### [WHAT THE EXERCISE ASKS]
Reproduce every line of the listing below exactly, leaving the pictures out of your copy.

### [THE INPUT]
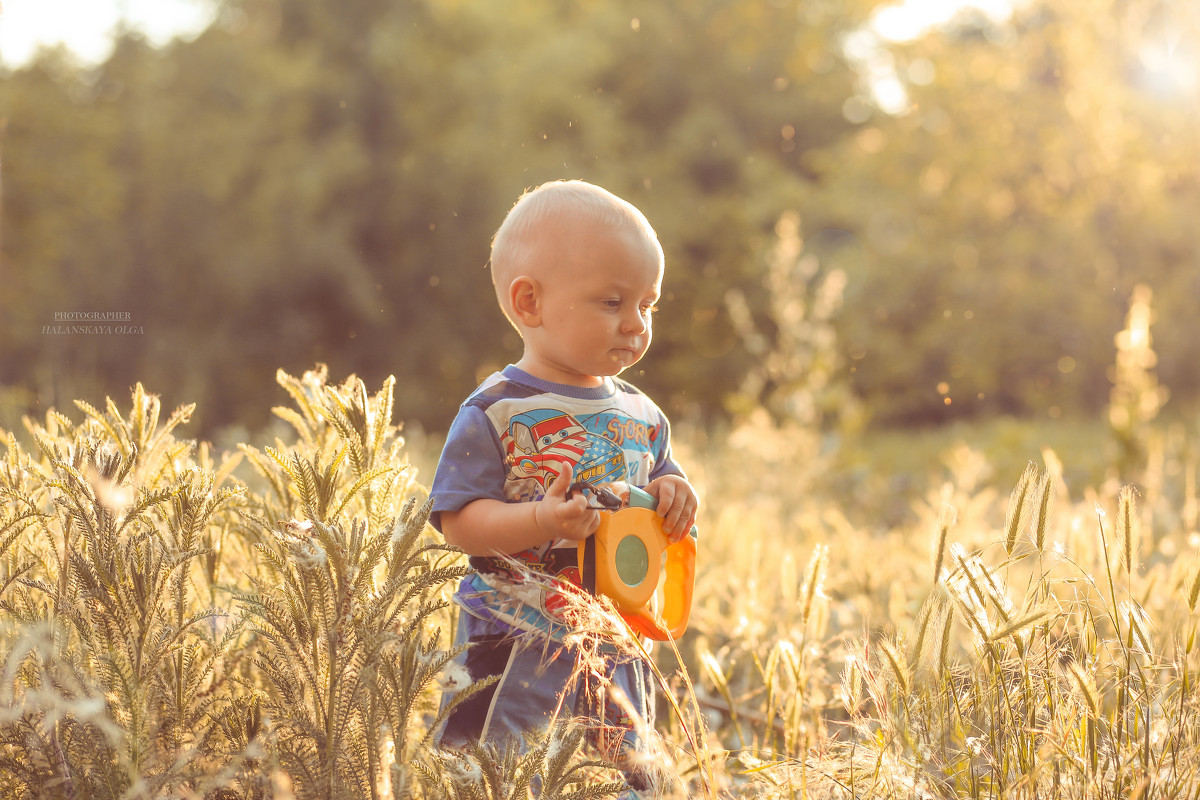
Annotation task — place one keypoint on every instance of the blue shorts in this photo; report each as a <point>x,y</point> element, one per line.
<point>540,680</point>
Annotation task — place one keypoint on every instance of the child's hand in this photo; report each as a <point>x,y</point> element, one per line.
<point>558,517</point>
<point>677,504</point>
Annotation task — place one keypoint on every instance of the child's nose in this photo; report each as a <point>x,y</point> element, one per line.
<point>636,322</point>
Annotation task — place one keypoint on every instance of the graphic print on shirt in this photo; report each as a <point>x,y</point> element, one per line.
<point>601,447</point>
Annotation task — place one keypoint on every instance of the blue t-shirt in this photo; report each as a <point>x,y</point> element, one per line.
<point>513,434</point>
<point>508,443</point>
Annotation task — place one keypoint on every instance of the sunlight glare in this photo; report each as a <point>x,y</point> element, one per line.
<point>1170,66</point>
<point>909,19</point>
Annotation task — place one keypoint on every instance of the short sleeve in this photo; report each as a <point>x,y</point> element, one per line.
<point>664,461</point>
<point>472,464</point>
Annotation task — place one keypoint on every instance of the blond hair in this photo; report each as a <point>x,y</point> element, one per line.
<point>519,234</point>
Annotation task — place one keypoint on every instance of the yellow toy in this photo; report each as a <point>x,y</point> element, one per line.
<point>648,578</point>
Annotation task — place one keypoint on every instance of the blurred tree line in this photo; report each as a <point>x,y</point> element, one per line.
<point>310,181</point>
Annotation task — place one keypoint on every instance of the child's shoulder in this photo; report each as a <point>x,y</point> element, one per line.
<point>497,388</point>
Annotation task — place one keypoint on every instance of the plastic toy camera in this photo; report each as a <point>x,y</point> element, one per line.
<point>648,578</point>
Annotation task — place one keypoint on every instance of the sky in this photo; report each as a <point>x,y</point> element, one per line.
<point>85,26</point>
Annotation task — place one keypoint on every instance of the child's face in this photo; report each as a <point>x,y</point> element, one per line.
<point>597,307</point>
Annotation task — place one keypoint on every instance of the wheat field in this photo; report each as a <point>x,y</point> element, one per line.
<point>274,621</point>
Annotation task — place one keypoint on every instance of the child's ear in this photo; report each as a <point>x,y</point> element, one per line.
<point>525,295</point>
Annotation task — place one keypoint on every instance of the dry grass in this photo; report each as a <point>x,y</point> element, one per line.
<point>273,624</point>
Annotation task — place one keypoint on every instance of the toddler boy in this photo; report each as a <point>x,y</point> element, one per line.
<point>577,271</point>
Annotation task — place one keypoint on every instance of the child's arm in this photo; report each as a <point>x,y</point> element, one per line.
<point>677,504</point>
<point>489,527</point>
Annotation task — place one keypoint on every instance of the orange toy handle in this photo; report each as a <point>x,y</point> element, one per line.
<point>648,578</point>
<point>679,581</point>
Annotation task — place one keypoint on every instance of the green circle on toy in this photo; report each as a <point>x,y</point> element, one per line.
<point>633,560</point>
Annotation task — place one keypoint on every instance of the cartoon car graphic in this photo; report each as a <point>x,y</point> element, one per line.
<point>539,441</point>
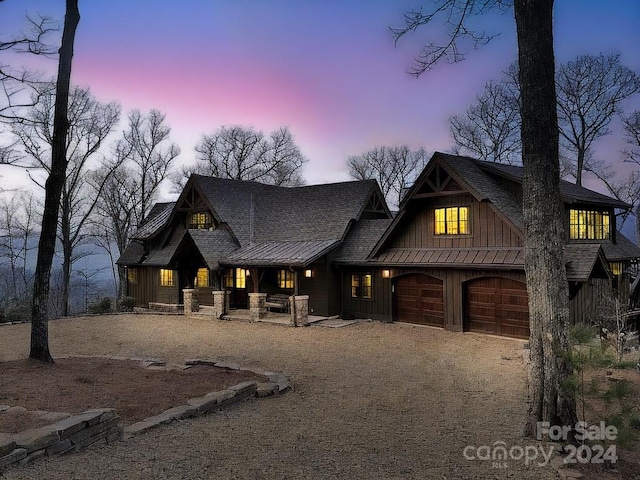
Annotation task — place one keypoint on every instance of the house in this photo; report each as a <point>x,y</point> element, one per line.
<point>454,253</point>
<point>452,257</point>
<point>248,237</point>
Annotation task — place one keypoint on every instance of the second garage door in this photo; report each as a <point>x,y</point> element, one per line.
<point>497,305</point>
<point>419,300</point>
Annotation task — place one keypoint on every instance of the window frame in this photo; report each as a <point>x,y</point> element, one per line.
<point>285,279</point>
<point>132,275</point>
<point>445,226</point>
<point>359,287</point>
<point>167,277</point>
<point>200,271</point>
<point>589,224</point>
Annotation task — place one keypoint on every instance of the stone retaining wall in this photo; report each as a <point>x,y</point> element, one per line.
<point>70,434</point>
<point>76,432</point>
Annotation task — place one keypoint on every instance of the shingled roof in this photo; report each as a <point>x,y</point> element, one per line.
<point>258,213</point>
<point>258,224</point>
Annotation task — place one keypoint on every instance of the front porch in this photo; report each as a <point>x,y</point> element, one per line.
<point>295,313</point>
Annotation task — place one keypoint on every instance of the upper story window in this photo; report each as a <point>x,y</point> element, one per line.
<point>166,278</point>
<point>200,221</point>
<point>285,279</point>
<point>451,221</point>
<point>361,285</point>
<point>132,275</point>
<point>589,225</point>
<point>202,278</point>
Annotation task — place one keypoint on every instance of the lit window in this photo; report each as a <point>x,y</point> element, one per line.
<point>202,279</point>
<point>361,285</point>
<point>241,278</point>
<point>166,278</point>
<point>616,268</point>
<point>228,278</point>
<point>132,276</point>
<point>452,221</point>
<point>589,225</point>
<point>285,279</point>
<point>200,221</point>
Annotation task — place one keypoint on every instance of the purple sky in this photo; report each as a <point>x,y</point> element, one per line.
<point>327,69</point>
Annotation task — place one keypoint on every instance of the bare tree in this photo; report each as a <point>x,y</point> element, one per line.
<point>631,125</point>
<point>53,190</point>
<point>490,129</point>
<point>241,153</point>
<point>591,90</point>
<point>144,156</point>
<point>17,230</point>
<point>550,397</point>
<point>395,169</point>
<point>19,85</point>
<point>90,122</point>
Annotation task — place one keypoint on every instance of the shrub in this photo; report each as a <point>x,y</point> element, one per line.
<point>101,306</point>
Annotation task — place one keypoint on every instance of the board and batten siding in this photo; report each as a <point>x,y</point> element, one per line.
<point>378,307</point>
<point>381,306</point>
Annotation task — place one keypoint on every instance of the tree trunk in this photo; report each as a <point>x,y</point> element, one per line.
<point>580,166</point>
<point>550,399</point>
<point>66,275</point>
<point>53,190</point>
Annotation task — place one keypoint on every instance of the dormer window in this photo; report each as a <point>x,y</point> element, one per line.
<point>589,225</point>
<point>451,221</point>
<point>200,221</point>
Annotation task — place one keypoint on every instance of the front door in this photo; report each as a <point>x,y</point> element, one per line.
<point>235,282</point>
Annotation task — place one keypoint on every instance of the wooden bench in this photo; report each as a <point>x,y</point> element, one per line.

### [RESPONSE TO THIS EXERCISE]
Annotation task — place one keypoint on every instance of the blue shorts in this photo; report each as a <point>x,y</point> element, one per line.
<point>540,680</point>
Annotation task — place one keypoint on every instance of the child's hand in this photo; report each as a <point>x,y</point> element, one per line.
<point>558,517</point>
<point>677,504</point>
Annotation task — place one keypoint on every instance of the child's nose in this photo; report each as a <point>x,y</point> element, one per line.
<point>636,322</point>
Annotation task — place one keypoint on every instance of the graphic print on shirt in this photo; report each as a <point>x,y</point> element, one per line.
<point>601,447</point>
Annotation task — place one keypoint on every instance of the blue t-shirt in this photo; report each as a <point>x,y</point> element, one per line.
<point>513,434</point>
<point>508,443</point>
Annotation task — place one keypoint on every instance of the sunlight glare in this photo; report each as a <point>x,y</point> element, one per line.
<point>1170,66</point>
<point>909,19</point>
Annotation task — place one keypoint on every instance of the short sleeve in this photo; report each as a <point>x,y</point> element, one per line.
<point>664,461</point>
<point>472,464</point>
Annotation task — place one keypoint on every instance of the blond hair in this photo; report each as a <point>x,y</point> element, one per line.
<point>519,234</point>
Annotation task — place one keypoint on every instance of the yellow toy in this photo; report each as a <point>x,y</point> element, one per line.
<point>648,578</point>
Annotation task — place one keypoint on every instance of the blurred tree line in this photo; report each as a <point>x,y</point> element, one per line.
<point>310,181</point>
Annotation task — place one keypoint on every instance of the child's shoulder in this photo; report each as a <point>x,y</point> element, one per line.
<point>497,388</point>
Annotation task — place one keypoint on every instance of the plastic toy camera in this photo; report each as a <point>x,y</point> element, one per line.
<point>648,578</point>
Annotation task — place one keypoint on every instance of the sky in this photo; report each as a <point>x,y</point> element, one per line.
<point>85,26</point>
Annotation task — place one keypoint on every instance of the child's face in this photo; report each as a <point>x,y</point> element, one per line.
<point>597,307</point>
Annotation task — place one keypoint on every instance of the wheat field in this photo; report each as a <point>x,y</point> element, one per line.
<point>274,621</point>
Annotation task — place one keypoint on every instance of the child's ear in this photo; report each as a <point>x,y</point> element, one per line.
<point>525,295</point>
Annotation task — place one keypoint on every instance of the dry grass in this photo; report each as a <point>x,y</point> element, one per line.
<point>273,624</point>
Annotation task — place one keypoint on every instance of the toddler boy in this photo; report each as a <point>x,y</point> element, one per line.
<point>577,271</point>
Annotation task — place one keypoint on every instance of the child's arm in this photo; report each as a <point>x,y</point> element, one per line.
<point>677,504</point>
<point>489,527</point>
Annotation task — place one keypoint on every instance of the orange toy handle in this photo; report each as a <point>x,y</point> element, one per line.
<point>648,578</point>
<point>679,581</point>
Annotation task — place one keypoint on every instance of the green circle on toy in this photo; report each as a <point>x,y</point> element, one per line.
<point>633,560</point>
Annotation task — place one keypoint on every instance of the cartoon car graphic in this photo; report each as a <point>x,y</point> element, one per line.
<point>539,441</point>
Annotation task — place one keypoint on every instance of the house in this photo; report each as a <point>x,y</point> element, one per line.
<point>454,253</point>
<point>452,257</point>
<point>248,237</point>
Annotation task — place one keypoint on every instance of the second garage door in this photo; report each as a <point>x,y</point> element, one per line.
<point>497,305</point>
<point>419,300</point>
Annotation task — place one keypoint on every instance of the window frame in this photo; report each as a <point>x,y</point> element, one per line.
<point>285,279</point>
<point>132,275</point>
<point>445,226</point>
<point>359,287</point>
<point>167,277</point>
<point>200,271</point>
<point>589,224</point>
Annotation task — place one keypoint on every instance of the stone retaining wall in this photo; report each as a <point>x,y</point> element, one per line.
<point>70,434</point>
<point>76,432</point>
Annotation task — place one keypoint on every instance of the shingled roof in this photo; report each as a <point>x,y</point> element, one per line.
<point>258,213</point>
<point>258,224</point>
Annotation task — place one keypoint on every instance of the front porch in this photo; report each as a <point>x,y</point> element, one per line.
<point>295,313</point>
Annotation task — place one keypoint on every instance of the upper story window in this photo; report each as a <point>x,y</point> element, one per line.
<point>166,278</point>
<point>200,221</point>
<point>285,279</point>
<point>451,221</point>
<point>361,285</point>
<point>132,275</point>
<point>589,225</point>
<point>202,278</point>
Annotation task — place one keypoint on every instance of the lit window in this photo; report each as a <point>x,y</point> element, one per line.
<point>202,279</point>
<point>361,285</point>
<point>241,278</point>
<point>166,278</point>
<point>616,268</point>
<point>228,278</point>
<point>132,276</point>
<point>452,221</point>
<point>589,225</point>
<point>285,279</point>
<point>200,221</point>
Annotation task — place one keypoint on every instance of the purple sky in this photo; report each as a <point>x,y</point> element, one per line.
<point>327,69</point>
Annotation task — place one keypoint on every instance of the bare tree in this photo; report each as a <point>x,y</point> element, one per line.
<point>631,125</point>
<point>53,190</point>
<point>490,129</point>
<point>241,153</point>
<point>591,90</point>
<point>144,156</point>
<point>17,230</point>
<point>550,397</point>
<point>395,169</point>
<point>19,85</point>
<point>90,122</point>
Annotation task — place one keypoint on every instance of the shrub in this photo; report each as a <point>x,y</point> element, one per line.
<point>101,306</point>
Annotation task — place one keypoint on every instance of the board and batten siding in this photo; report each as a <point>x,y</point> element, one per line.
<point>378,307</point>
<point>381,306</point>
Annotation task — place one keypoint on every instance of the tree trunk in this photo; report each as a <point>x,y</point> element, one per line.
<point>580,166</point>
<point>550,399</point>
<point>66,275</point>
<point>53,190</point>
Annotation task — place one keypoint on every instance of the dormer window in this photo; report each as a <point>x,y</point> element, one per line.
<point>589,225</point>
<point>451,221</point>
<point>200,221</point>
Annotation task — place one keypoint on every instance of the front door in this photo; report each as a <point>x,y</point> element, one per line.
<point>235,282</point>
Annotation task — place one keypoint on every instance of the wooden bench in this photo; report each as a <point>x,y</point> element, one per line.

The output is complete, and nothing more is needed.